▶ **WRITTEN PROBLEM**
Please gather and copy every line below that contains the word "floor". Case counts.

▶ **RECORDED DATA**
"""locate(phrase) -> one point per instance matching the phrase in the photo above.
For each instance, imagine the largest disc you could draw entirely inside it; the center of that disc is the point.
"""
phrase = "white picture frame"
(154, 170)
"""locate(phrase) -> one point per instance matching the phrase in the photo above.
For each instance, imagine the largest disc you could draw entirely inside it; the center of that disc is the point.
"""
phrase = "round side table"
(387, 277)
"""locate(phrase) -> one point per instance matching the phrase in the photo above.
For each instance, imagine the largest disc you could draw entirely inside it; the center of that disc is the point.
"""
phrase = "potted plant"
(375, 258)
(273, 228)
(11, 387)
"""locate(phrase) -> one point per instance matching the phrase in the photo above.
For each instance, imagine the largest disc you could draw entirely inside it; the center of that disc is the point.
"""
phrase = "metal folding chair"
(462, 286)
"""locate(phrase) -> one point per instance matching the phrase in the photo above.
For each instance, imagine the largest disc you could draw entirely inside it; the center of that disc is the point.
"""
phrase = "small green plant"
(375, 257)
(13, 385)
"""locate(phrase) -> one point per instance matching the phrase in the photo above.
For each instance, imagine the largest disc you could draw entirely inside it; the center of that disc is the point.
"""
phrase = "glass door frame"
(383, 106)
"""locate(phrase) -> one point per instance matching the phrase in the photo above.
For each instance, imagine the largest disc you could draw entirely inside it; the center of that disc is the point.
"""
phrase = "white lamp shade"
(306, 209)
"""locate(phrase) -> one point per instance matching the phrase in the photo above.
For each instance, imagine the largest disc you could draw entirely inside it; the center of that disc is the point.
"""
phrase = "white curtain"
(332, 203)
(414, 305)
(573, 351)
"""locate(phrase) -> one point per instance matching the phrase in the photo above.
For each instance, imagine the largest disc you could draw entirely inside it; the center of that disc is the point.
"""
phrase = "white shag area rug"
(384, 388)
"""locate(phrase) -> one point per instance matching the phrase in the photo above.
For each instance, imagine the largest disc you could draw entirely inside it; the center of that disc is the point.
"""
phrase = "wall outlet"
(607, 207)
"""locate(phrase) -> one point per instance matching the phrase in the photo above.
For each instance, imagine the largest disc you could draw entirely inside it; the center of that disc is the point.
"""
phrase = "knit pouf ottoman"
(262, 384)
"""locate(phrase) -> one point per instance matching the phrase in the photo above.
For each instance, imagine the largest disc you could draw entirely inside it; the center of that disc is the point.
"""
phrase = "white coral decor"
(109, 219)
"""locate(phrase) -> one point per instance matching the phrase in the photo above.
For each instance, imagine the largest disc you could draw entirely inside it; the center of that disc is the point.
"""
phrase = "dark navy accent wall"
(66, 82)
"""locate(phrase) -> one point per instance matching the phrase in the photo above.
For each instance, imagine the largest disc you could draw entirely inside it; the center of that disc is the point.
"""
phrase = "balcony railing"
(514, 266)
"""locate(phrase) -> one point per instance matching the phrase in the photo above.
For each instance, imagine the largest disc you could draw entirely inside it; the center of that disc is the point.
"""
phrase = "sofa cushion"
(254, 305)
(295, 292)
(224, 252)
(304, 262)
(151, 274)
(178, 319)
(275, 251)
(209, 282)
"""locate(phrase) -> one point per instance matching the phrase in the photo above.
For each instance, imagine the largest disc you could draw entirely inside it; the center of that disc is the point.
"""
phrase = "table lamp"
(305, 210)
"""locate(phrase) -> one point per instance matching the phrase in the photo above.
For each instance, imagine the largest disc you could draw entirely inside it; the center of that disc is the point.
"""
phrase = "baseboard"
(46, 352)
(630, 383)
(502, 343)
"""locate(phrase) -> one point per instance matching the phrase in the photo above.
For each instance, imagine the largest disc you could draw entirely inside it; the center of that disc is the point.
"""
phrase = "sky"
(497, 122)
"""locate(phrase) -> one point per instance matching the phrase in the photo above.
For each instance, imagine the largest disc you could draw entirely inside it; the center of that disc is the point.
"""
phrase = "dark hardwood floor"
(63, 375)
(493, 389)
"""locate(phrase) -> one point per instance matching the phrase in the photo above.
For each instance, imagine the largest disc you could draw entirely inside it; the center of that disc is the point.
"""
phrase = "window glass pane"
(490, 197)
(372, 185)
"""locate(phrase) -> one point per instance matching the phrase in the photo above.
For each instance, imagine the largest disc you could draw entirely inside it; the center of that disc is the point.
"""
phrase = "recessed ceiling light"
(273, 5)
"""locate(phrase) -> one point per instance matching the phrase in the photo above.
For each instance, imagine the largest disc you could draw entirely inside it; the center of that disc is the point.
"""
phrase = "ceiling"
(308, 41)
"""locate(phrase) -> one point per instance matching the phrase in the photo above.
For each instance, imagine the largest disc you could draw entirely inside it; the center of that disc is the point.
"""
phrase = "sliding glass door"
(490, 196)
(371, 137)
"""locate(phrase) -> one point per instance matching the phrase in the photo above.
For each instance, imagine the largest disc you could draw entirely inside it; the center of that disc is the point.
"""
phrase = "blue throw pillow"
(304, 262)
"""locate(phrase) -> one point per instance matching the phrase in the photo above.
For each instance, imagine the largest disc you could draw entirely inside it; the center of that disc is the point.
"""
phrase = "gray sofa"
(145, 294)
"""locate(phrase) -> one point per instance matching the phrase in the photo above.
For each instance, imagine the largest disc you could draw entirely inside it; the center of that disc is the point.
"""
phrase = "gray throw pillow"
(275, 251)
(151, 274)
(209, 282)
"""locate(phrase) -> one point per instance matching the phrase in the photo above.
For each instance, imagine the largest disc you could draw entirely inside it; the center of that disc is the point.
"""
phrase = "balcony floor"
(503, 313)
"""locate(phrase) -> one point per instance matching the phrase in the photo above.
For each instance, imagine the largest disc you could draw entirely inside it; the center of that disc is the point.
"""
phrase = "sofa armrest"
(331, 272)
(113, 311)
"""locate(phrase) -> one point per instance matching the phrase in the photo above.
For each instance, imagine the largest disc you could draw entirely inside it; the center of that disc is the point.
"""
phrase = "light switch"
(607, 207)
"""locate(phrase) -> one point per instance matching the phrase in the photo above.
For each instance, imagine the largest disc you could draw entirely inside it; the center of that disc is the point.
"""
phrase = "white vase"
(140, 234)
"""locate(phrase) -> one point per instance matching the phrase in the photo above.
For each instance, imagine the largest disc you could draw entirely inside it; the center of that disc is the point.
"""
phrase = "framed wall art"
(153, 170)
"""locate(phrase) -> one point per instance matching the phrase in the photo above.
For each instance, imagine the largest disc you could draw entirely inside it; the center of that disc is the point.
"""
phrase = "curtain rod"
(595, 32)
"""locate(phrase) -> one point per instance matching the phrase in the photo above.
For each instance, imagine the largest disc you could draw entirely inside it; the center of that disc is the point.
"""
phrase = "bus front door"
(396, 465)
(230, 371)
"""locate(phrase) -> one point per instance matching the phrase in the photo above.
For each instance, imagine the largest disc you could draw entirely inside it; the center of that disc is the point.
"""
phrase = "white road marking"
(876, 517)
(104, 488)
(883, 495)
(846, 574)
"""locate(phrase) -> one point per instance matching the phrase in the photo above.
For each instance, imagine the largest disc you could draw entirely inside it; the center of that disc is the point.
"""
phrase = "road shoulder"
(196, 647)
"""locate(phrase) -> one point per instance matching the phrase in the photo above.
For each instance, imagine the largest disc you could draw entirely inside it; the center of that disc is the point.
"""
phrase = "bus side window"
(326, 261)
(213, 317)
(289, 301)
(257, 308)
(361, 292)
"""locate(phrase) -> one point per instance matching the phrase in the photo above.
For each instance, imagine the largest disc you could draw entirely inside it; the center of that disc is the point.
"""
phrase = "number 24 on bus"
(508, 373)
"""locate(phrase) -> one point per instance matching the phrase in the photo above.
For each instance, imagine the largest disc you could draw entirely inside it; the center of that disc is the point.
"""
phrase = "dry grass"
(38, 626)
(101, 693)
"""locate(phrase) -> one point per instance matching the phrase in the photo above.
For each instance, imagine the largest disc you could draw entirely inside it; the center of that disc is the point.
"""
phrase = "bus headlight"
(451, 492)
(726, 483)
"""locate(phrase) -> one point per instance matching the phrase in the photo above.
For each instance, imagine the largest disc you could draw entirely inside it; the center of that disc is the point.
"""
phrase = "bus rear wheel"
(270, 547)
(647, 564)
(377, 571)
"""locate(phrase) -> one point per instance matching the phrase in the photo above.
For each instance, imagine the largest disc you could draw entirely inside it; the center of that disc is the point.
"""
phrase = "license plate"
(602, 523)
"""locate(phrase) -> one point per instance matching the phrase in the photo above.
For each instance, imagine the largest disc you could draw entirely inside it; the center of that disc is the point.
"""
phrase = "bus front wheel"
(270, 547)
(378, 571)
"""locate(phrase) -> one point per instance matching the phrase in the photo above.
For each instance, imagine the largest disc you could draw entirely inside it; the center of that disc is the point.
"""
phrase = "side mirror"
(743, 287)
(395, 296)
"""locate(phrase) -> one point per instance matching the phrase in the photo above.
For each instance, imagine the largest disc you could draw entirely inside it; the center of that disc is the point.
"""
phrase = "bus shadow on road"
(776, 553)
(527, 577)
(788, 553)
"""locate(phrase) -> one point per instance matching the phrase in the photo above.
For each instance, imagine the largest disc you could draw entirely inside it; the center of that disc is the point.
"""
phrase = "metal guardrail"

▶ **EXERCISE OUTPUT**
phrase = "dark hardwood floor"
phrase = "balcony floor"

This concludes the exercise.